THE DATA »

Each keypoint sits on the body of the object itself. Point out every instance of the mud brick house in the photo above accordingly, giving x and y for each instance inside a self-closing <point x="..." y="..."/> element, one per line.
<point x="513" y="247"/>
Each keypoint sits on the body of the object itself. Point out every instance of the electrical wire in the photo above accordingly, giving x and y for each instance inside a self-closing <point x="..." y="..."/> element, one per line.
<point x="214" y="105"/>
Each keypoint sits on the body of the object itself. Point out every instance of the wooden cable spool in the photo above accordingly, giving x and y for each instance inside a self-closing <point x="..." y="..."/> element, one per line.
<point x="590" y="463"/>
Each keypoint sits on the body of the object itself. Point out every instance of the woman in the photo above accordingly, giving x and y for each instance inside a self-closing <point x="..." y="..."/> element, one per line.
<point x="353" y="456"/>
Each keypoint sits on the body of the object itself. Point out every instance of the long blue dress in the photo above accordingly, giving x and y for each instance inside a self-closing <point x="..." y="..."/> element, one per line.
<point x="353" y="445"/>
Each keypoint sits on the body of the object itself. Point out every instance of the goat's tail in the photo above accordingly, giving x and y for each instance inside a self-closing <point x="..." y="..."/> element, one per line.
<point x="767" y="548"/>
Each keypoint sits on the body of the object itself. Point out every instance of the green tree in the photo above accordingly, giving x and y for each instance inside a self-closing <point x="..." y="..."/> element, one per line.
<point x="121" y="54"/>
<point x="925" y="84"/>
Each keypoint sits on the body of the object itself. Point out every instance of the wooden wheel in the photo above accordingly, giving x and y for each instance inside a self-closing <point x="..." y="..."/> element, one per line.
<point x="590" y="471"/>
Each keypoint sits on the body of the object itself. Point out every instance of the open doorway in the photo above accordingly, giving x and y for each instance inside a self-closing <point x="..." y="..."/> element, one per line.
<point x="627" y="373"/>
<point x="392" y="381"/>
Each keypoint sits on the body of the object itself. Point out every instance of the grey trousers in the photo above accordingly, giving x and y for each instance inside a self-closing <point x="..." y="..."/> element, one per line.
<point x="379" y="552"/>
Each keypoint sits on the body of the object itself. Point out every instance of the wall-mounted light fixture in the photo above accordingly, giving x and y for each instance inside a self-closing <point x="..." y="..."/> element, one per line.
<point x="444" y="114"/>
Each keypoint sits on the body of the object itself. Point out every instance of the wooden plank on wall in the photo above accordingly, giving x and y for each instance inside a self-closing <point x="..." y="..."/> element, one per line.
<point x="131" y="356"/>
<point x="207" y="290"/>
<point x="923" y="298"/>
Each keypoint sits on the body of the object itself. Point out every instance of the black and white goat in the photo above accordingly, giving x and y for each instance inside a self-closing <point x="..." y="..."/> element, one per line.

GOAL » Print all of the records above verbatim, keeping every line and character unchanged.

ANSWER FOR THIS EXERCISE »
Each keypoint sits on the body of the object itself. Point out every instance of the mud brick house in the photo above accordingly, giving x and y for each instance inside a self-closing <point x="..." y="..."/> element, one per line.
<point x="513" y="247"/>
Each keypoint sits on the body of the object itself. Point out every instance of the electrical wire in the photo above accordingly, giving x and y for each instance inside a self-closing <point x="..." y="..."/> element, one per line.
<point x="214" y="105"/>
Each keypoint sits on the body of the object itself. Point out every instance of the wooden cable spool in the photo above accordingly, giving x and y for each instance inside a self-closing <point x="..." y="..."/> element, one per line.
<point x="590" y="463"/>
Each keypoint sits on the body of the object itself. Point out every instance of the woman in the photo above accordingly, giving x and y for each instance inside a self-closing <point x="..." y="..."/> element, one per line.
<point x="353" y="456"/>
Each keypoint sits on the body of the object itself. Point out every instance of the long blue dress in the photo above accordingly, giving x and y for each instance inside a self-closing <point x="..." y="..."/> element, one per line.
<point x="353" y="445"/>
Each keypoint sits on the body of the object itself. Point out every instance of the goat's tail in the photo above accordingly, giving x and y for each instance inside a self-closing <point x="..." y="..."/> element, one per line.
<point x="767" y="548"/>
Each keypoint sits on the body of the object itself. Point out every instance of the green tree in the photo above accordingly, giving x and y for each instance inside a self-closing <point x="..." y="..."/> element, one per line.
<point x="121" y="54"/>
<point x="925" y="84"/>
Each keypoint sits on the body of the object itself. Point out every instance of the wooden wheel in the photo above accordingly, giving x and y for each instance inside a self-closing <point x="..." y="..."/> element, one per line.
<point x="590" y="471"/>
Each keypoint sits on the body of the object itself. Point out every instance of the open doorway in the photo above accordingly, giving x and y for each instance inside a self-closing <point x="..." y="..."/> element, one per line.
<point x="627" y="373"/>
<point x="392" y="381"/>
Each keypoint sits on the body of the object itself. Point out every instance of the grey trousers in the photo above accordingly, giving x and y for each instance inside a self-closing <point x="..." y="..."/> element, one per line.
<point x="379" y="552"/>
Each keypoint sits on the body of the object itself. Point out every instance of the wall-mounted light fixture in the photo above accordingly, giving x and y for each instance inside a self-closing <point x="..." y="..."/> element, one per line.
<point x="444" y="114"/>
Each keypoint sits on the body of the object itself. Point out every instance of the wooden plank on wall in the photo above accordingly, giving x and y for each instance inside a self-closing <point x="..." y="..."/> element, one per line.
<point x="131" y="356"/>
<point x="207" y="290"/>
<point x="923" y="298"/>
Each keypoint sits on the body of the object itself. Point out every instance of the black and white goat in the photo above accordingly, giving x and y for each instance inside a self-closing <point x="..." y="..."/> element, one per line.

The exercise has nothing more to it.